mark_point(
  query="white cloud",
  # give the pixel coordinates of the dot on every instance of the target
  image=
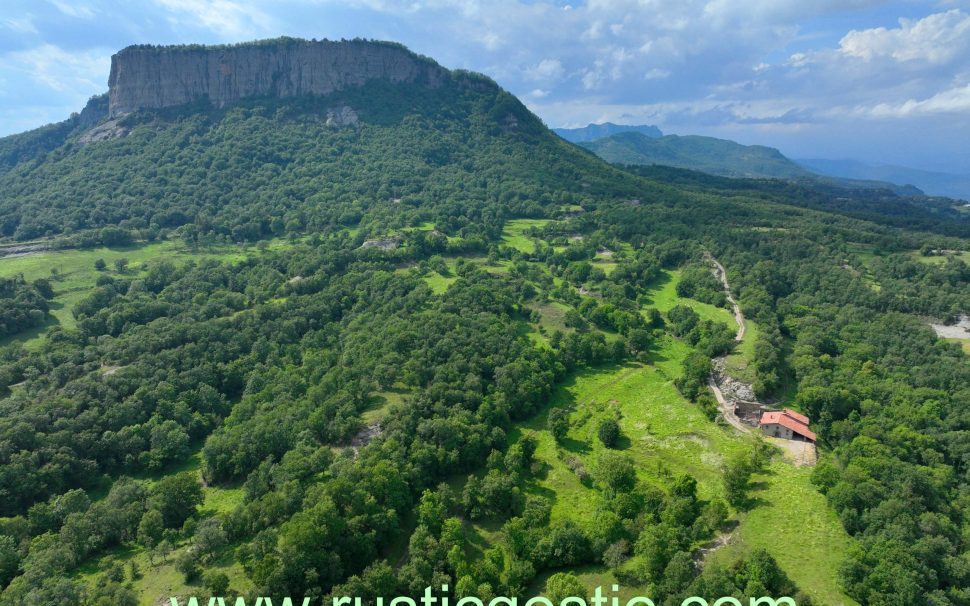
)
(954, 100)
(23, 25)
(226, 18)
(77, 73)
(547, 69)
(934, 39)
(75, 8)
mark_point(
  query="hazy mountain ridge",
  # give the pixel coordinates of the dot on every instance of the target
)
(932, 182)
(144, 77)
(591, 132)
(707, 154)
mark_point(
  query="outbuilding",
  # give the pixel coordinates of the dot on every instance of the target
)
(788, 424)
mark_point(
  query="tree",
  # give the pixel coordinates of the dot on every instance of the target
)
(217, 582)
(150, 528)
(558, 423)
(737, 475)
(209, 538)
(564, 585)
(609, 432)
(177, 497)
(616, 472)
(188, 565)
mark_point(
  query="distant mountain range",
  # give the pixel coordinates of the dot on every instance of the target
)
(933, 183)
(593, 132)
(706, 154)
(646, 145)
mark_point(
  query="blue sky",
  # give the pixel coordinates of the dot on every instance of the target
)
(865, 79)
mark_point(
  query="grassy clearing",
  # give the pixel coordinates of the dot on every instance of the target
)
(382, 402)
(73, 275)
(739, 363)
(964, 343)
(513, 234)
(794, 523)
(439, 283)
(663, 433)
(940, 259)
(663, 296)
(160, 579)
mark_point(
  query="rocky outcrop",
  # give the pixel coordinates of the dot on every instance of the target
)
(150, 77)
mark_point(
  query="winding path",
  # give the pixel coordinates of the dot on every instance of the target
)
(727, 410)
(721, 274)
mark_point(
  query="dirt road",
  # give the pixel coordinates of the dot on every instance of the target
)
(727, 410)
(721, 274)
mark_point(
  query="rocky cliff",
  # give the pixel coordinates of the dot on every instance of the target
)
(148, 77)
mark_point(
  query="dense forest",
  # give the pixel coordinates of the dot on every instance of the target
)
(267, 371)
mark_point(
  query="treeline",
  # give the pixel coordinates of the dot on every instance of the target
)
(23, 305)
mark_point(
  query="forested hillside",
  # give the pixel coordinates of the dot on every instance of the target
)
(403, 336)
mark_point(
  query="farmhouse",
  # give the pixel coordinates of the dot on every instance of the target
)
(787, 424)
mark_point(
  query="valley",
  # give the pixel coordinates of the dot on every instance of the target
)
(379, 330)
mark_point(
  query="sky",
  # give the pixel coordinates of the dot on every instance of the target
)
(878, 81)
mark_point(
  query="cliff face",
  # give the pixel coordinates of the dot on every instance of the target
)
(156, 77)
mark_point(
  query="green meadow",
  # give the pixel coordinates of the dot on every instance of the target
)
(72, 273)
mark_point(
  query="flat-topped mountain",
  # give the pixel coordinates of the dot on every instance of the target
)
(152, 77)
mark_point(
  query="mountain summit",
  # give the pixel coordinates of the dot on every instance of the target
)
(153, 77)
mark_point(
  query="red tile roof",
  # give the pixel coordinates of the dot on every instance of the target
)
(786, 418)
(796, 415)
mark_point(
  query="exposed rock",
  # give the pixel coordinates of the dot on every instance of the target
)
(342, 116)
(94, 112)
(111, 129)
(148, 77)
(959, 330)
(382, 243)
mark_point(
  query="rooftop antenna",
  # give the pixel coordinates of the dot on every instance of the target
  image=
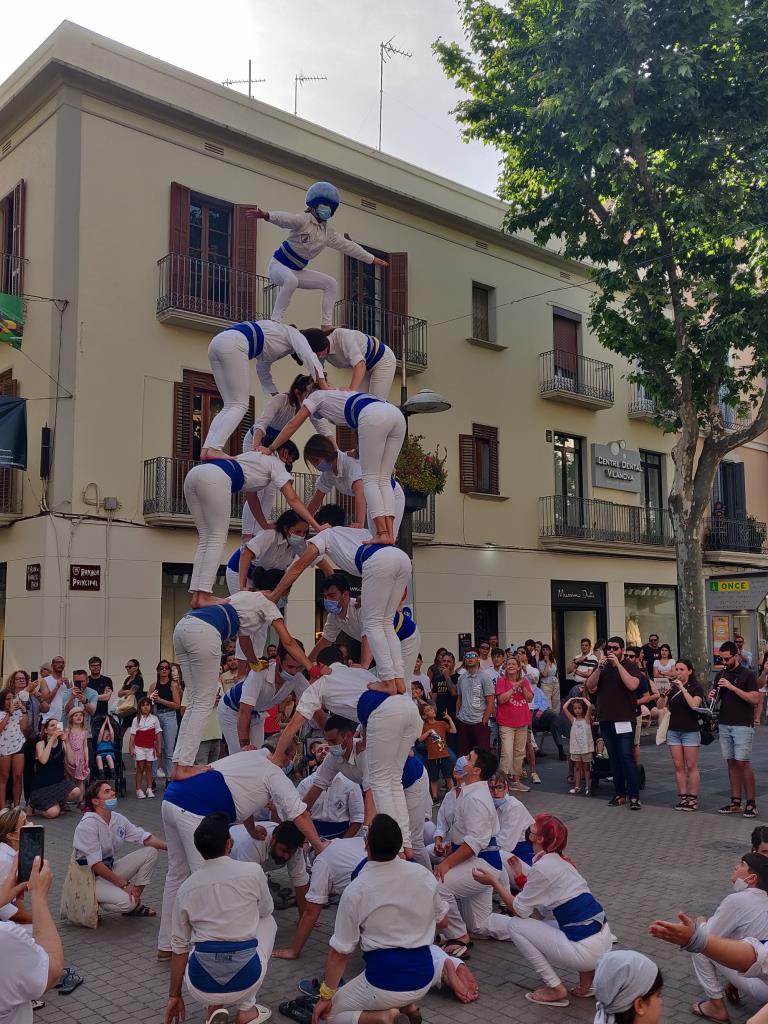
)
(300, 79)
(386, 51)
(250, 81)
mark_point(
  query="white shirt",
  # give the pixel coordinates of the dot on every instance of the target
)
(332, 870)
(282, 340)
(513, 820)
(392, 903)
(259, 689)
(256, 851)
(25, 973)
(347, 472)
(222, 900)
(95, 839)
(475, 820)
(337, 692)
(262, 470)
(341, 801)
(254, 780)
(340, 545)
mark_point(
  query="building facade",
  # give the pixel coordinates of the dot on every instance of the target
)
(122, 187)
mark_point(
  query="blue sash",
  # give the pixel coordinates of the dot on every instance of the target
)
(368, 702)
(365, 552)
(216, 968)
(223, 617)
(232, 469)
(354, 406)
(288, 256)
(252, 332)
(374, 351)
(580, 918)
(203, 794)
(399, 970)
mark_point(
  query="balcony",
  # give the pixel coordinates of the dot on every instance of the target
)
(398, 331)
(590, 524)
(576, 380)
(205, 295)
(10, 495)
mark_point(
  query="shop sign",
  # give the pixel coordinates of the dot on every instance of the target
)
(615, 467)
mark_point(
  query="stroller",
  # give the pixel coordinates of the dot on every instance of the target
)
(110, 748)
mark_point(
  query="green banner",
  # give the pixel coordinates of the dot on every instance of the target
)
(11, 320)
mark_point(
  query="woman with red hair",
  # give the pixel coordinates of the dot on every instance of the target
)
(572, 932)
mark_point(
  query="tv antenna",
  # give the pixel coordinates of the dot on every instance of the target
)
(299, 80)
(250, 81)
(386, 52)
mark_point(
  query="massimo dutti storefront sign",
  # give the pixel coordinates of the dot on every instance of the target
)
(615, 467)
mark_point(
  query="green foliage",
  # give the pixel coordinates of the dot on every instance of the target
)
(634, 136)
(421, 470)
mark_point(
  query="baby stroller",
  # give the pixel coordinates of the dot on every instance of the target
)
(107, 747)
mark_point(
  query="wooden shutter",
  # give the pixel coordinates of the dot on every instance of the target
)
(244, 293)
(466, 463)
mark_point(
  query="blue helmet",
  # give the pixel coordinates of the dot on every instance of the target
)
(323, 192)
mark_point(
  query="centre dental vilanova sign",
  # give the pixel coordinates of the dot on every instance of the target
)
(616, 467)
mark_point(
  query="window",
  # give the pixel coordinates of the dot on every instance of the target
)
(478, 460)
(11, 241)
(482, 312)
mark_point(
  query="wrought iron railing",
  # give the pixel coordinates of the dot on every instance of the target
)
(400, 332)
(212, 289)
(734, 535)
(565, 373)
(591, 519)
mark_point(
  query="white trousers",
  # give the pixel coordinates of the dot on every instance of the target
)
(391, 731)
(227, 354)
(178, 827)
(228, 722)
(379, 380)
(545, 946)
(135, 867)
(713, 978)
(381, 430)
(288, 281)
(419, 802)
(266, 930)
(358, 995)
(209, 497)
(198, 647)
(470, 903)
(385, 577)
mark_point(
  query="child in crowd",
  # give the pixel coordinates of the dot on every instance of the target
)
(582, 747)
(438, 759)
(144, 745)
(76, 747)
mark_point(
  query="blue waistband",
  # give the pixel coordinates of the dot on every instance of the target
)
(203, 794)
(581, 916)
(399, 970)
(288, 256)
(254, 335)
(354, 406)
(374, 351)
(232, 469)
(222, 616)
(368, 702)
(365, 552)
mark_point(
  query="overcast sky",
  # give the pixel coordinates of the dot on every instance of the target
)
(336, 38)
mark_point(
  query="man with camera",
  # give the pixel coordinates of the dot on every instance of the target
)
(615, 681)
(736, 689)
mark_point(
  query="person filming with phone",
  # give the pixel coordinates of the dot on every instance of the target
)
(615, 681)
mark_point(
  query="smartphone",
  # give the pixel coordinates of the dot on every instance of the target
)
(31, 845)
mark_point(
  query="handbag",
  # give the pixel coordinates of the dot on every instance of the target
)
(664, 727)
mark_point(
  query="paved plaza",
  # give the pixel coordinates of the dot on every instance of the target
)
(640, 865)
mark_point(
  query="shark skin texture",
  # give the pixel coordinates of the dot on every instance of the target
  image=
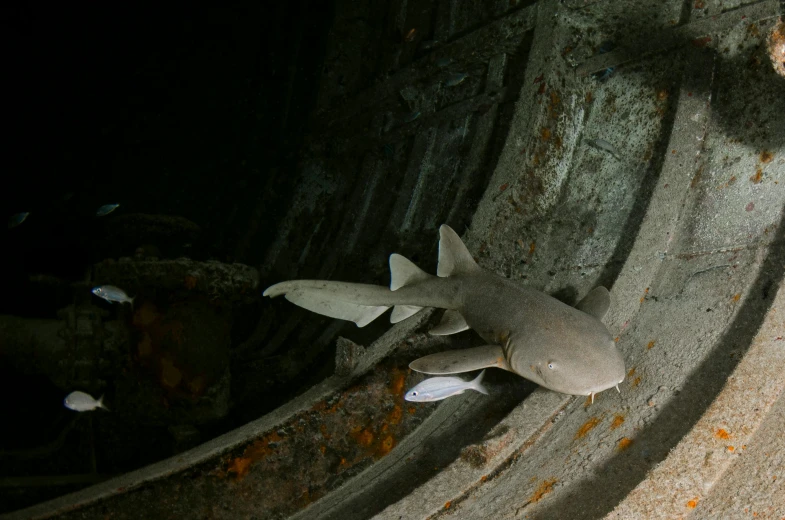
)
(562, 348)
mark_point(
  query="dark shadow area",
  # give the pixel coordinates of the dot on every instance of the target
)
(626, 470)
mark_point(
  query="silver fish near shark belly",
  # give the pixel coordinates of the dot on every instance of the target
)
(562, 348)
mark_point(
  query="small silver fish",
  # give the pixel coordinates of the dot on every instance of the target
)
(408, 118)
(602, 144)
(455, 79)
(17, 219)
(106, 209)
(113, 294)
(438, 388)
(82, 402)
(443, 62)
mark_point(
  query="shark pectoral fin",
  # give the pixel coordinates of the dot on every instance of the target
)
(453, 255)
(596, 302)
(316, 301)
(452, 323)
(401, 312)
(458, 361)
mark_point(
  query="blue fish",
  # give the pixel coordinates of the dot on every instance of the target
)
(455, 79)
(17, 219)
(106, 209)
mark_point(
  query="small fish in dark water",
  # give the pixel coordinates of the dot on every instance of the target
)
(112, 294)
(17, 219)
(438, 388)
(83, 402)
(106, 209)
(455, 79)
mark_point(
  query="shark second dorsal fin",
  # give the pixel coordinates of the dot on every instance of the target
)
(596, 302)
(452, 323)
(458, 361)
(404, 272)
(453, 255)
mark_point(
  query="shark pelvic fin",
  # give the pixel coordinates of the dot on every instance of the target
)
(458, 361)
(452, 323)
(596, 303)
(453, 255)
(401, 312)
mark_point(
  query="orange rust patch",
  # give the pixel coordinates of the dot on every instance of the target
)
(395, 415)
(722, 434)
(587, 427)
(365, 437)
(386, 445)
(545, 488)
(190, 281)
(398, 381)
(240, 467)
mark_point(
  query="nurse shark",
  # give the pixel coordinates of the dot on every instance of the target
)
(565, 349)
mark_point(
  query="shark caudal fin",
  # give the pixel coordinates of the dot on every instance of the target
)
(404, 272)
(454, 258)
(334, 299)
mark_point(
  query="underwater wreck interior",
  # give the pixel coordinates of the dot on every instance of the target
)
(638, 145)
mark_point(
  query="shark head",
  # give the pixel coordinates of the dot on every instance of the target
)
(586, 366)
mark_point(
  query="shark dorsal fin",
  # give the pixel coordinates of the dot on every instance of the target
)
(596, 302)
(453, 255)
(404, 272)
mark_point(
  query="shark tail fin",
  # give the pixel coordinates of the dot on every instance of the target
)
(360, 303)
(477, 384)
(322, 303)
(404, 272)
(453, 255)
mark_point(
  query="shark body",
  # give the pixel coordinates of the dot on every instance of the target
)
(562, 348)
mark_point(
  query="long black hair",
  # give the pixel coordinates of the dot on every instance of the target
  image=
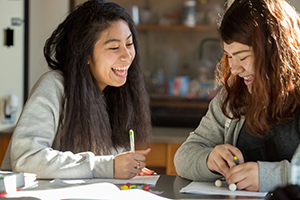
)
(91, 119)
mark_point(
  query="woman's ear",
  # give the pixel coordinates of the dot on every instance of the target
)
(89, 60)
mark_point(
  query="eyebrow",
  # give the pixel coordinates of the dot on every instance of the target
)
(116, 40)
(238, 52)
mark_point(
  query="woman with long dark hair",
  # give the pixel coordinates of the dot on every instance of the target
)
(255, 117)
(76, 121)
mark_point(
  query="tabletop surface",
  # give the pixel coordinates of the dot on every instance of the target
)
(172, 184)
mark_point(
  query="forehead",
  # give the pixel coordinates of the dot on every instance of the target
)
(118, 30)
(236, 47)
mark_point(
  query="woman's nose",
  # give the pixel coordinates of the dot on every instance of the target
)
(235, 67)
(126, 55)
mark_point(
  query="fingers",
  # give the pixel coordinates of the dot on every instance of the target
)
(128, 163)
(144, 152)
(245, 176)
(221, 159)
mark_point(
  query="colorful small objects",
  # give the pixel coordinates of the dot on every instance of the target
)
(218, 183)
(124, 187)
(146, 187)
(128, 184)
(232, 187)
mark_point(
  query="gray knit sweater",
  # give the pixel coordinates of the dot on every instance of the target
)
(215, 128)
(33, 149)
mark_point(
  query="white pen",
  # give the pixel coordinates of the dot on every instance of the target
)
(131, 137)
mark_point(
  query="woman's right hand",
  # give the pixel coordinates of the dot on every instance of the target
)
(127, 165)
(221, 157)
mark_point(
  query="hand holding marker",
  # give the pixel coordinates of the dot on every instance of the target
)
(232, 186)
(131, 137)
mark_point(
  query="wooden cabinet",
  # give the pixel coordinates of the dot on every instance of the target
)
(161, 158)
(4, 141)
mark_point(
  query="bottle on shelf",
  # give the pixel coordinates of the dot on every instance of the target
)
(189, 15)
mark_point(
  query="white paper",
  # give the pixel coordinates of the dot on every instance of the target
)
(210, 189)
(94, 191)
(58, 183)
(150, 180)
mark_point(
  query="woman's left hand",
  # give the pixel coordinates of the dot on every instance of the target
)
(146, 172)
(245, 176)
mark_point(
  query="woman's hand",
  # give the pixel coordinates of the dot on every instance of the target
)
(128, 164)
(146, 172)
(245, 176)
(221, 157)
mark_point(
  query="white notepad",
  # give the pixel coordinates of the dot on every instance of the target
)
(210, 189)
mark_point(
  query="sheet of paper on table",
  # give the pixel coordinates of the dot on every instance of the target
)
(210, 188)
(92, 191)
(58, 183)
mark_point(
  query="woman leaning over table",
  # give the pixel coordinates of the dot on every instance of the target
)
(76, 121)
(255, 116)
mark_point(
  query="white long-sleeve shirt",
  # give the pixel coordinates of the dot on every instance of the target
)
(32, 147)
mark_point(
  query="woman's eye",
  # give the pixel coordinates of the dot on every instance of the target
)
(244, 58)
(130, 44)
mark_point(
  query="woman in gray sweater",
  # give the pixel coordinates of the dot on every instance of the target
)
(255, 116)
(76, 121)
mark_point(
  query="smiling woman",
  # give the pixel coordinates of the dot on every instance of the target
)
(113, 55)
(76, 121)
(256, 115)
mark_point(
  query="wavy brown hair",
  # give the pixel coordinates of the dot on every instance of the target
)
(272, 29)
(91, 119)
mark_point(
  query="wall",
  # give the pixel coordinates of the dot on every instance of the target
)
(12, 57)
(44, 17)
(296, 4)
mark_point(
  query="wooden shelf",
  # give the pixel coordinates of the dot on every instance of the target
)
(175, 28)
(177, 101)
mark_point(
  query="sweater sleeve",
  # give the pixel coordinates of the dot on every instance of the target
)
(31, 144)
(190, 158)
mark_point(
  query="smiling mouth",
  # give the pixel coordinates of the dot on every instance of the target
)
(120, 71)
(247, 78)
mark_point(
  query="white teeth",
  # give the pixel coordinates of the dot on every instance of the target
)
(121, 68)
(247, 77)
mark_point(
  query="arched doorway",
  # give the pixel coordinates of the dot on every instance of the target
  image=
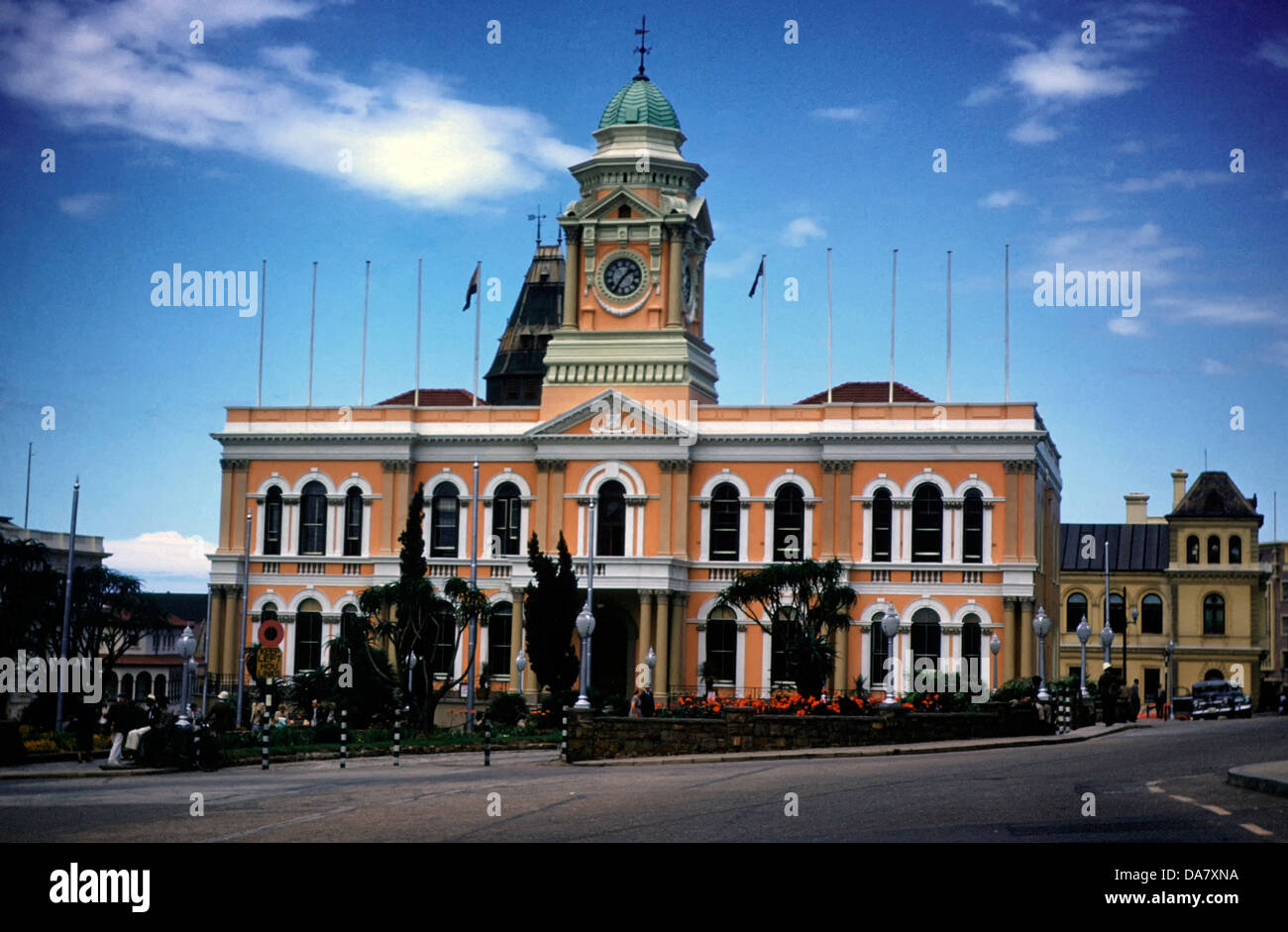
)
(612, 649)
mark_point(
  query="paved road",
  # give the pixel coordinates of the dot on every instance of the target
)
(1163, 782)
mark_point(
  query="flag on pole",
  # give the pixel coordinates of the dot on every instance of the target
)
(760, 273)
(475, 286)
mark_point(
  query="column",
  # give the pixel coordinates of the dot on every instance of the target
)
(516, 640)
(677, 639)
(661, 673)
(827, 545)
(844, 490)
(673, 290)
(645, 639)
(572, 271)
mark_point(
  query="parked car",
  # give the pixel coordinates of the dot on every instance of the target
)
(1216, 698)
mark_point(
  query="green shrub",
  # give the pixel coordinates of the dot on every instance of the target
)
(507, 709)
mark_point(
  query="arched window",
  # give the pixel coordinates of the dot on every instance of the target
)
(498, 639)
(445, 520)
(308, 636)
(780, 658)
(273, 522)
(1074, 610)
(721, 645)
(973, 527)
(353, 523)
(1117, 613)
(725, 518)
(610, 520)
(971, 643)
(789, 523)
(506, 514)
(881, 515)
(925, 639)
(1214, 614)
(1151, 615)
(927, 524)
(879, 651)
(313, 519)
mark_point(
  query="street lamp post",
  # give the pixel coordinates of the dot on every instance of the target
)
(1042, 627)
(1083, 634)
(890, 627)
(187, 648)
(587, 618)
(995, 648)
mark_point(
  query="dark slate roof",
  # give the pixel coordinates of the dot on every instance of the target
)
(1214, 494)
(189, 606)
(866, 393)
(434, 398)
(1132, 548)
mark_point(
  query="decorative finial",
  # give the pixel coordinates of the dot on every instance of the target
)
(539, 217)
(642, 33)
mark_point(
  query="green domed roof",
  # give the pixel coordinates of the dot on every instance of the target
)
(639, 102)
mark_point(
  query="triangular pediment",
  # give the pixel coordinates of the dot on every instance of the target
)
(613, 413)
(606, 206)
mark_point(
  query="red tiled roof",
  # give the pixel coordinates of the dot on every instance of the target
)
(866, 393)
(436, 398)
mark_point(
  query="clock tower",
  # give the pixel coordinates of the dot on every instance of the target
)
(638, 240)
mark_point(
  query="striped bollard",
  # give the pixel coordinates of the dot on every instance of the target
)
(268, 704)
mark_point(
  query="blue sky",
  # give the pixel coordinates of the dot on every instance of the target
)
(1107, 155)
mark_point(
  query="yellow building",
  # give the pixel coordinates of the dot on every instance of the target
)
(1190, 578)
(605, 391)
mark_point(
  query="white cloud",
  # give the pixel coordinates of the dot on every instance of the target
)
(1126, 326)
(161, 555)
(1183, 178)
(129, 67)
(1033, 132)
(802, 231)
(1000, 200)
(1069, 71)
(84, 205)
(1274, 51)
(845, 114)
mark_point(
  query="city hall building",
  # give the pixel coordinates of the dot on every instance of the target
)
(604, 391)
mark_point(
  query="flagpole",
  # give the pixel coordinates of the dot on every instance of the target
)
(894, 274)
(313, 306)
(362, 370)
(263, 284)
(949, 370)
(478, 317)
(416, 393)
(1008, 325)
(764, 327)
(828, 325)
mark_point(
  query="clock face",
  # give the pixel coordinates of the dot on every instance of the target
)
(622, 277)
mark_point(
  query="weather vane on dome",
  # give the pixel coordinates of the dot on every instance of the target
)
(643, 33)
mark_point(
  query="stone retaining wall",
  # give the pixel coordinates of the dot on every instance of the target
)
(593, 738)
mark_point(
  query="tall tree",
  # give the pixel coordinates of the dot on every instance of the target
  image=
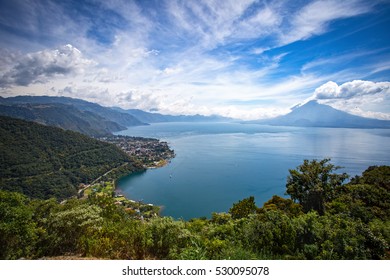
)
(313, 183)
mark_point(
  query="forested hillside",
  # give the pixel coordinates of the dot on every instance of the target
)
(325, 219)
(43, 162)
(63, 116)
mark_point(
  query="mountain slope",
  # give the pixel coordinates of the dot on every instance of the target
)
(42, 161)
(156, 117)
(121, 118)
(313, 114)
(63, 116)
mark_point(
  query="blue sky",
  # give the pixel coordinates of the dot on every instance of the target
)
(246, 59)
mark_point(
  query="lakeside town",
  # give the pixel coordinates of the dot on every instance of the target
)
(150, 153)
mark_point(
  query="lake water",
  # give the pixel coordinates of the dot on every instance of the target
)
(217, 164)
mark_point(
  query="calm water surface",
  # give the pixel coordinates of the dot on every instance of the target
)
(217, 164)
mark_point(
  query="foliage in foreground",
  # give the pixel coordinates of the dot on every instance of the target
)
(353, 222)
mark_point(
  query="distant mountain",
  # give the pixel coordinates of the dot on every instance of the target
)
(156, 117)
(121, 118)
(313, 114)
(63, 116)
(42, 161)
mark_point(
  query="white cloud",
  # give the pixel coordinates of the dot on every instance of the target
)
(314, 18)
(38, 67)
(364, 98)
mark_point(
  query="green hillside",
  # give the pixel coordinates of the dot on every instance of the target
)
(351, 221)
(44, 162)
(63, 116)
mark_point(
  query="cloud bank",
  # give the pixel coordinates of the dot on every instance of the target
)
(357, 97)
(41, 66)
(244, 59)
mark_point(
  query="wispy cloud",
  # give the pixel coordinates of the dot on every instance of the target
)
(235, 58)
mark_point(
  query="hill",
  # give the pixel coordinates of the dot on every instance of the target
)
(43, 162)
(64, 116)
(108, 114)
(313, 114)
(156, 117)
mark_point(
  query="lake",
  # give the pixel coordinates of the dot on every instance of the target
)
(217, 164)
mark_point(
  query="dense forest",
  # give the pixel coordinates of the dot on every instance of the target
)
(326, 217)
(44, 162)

TASK PROMPT>
Count how many lines in the items above contain the word "dark". Reply with the number alone.

CORRECT RESPONSE>
4